* [Exercise text]:
/---

The state’s own numbers backed her up. Jordan Dixon, chief behavioral health, disability and aging services officer at the Health and Human Services Commission, told the committee about 1,585 people are waiting for a state hospital competency-restoration bed — down from roughly 2,600 at the peak in fiscal 2022 — and that average waits have fallen from 209 days in fiscal 2025 to 189 days so far this year. “I’m not bragging about that. We don’t want people waiting six months, but we’re headed in the right direction,” Dixon said, adding that new beds funded by the Legislature will come online “between now and spring, summer of 2028.”

Chair Lois Kolkhorst, R-Brenham, framed the day as a test of whether Texas can avoid other states’ mistakes. “The state of California famously spent $24 billion to tackle their homeless problem over the past five years, yet last year found they have essentially the same level of homelessness as when they began,” she said in her opening remarks, promising that “in Texas, we are setting a much higher standard.”

Sen. Molly Cook, D-Houston, an emergency room nurse, seized on Hawthorne’s call to revive House Bill 305, last session’s measure to require a pretrial hearing within 14 days after a defendant returns from competency restoration. “Sheriff Hawthorne, I just wanted to thank you so much for spotlighting House Bill 305. I was really, really proud to carry that with Representative Hayes,” Cook said. “I’m just really grateful that you’re calling for it to be an emergency item.”

Hawthorne answered: “We hope you’ll bring it back to the surface because it … is an important issue for the sheriffs and the prosecutors.” Cook added that diversion only works if there is a destination: “If we divert folks, then they’ve got to have somewhere to go. And I feel that deeply as somebody who discharges people from the emergency department.”

\---

* [Data excerpts]:
/---

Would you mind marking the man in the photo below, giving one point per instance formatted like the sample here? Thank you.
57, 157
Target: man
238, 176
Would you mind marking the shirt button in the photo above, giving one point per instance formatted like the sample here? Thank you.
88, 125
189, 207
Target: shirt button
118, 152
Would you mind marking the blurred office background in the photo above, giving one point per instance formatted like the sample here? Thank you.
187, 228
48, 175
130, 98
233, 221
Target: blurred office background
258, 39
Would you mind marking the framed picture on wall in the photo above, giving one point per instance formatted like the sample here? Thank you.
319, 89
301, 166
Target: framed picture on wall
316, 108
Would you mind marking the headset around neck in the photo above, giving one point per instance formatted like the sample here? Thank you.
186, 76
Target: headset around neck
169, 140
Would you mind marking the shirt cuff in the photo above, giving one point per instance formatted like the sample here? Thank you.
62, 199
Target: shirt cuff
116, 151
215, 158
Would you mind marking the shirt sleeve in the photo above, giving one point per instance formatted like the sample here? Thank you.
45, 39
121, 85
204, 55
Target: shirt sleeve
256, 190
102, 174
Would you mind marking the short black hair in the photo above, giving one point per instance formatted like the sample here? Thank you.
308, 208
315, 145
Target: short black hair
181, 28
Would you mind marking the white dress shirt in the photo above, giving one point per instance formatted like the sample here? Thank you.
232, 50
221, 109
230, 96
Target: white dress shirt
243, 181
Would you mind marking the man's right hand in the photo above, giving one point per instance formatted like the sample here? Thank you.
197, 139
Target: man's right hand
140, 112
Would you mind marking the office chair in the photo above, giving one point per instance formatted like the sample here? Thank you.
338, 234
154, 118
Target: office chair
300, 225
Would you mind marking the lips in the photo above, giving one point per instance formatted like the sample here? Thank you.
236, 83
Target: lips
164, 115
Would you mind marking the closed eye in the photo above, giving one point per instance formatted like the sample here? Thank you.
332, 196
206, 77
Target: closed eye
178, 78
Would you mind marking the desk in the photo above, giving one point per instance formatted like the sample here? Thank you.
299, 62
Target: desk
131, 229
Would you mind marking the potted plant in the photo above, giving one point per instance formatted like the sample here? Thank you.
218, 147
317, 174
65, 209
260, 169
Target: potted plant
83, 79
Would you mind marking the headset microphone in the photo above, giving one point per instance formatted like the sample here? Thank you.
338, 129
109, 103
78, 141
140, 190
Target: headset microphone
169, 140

\---

* [Tasks to perform]:
1: In the hearing excerpt, what is the average wait for a competency-restoration bed so far this year?
2: List every person named in the hearing excerpt.

* [Replies]:
1: 189 days.

2: Jordan Dixon, Lois Kolkhorst, Molly Cook, Sheriff Hawthorne, Representative Hayes